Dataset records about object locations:
#####

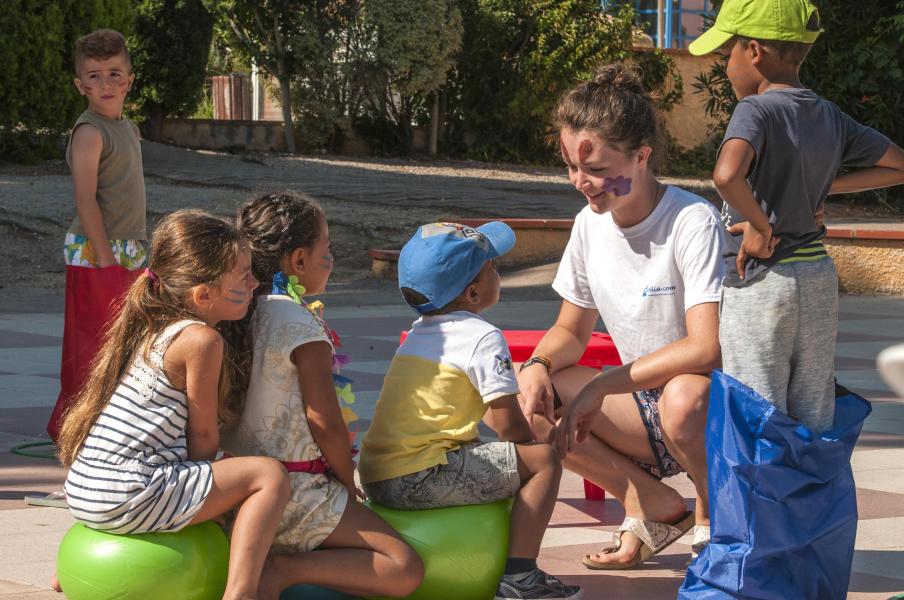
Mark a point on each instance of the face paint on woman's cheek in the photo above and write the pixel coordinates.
(585, 150)
(619, 186)
(564, 150)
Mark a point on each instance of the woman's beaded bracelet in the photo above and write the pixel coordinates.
(538, 359)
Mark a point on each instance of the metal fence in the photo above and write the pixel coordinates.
(682, 20)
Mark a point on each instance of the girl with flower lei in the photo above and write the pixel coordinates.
(291, 410)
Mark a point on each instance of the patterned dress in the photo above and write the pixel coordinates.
(274, 424)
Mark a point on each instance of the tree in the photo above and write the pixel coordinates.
(415, 43)
(519, 57)
(267, 32)
(38, 101)
(170, 45)
(324, 94)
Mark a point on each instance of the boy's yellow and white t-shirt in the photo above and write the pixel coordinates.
(435, 393)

#####

*GIVEN REQUEST*. Starting with the line that contains "Mark a point on each instance of the girl" and going on through the end of the records, write every line out again, shifting each pixel coordinate in the answers by adding 23 to it. Leave all other lines unchanged.

*REPLY TO THE EXERCISE*.
Mark a point on each instance of the girl with flower lei in the photo above and write the pixel coordinates.
(314, 433)
Mark a point on each instance of the patterned dress in the photo above and write the pixel coordinates.
(297, 447)
Mark a point on each instance of the tree in the photo above and write the pixel coordinates.
(438, 66)
(542, 80)
(290, 55)
(61, 124)
(193, 68)
(347, 117)
Mark a point on each instance of the boy's yellow and white t-shirt in the photo above and write the pixel coordinates.
(458, 416)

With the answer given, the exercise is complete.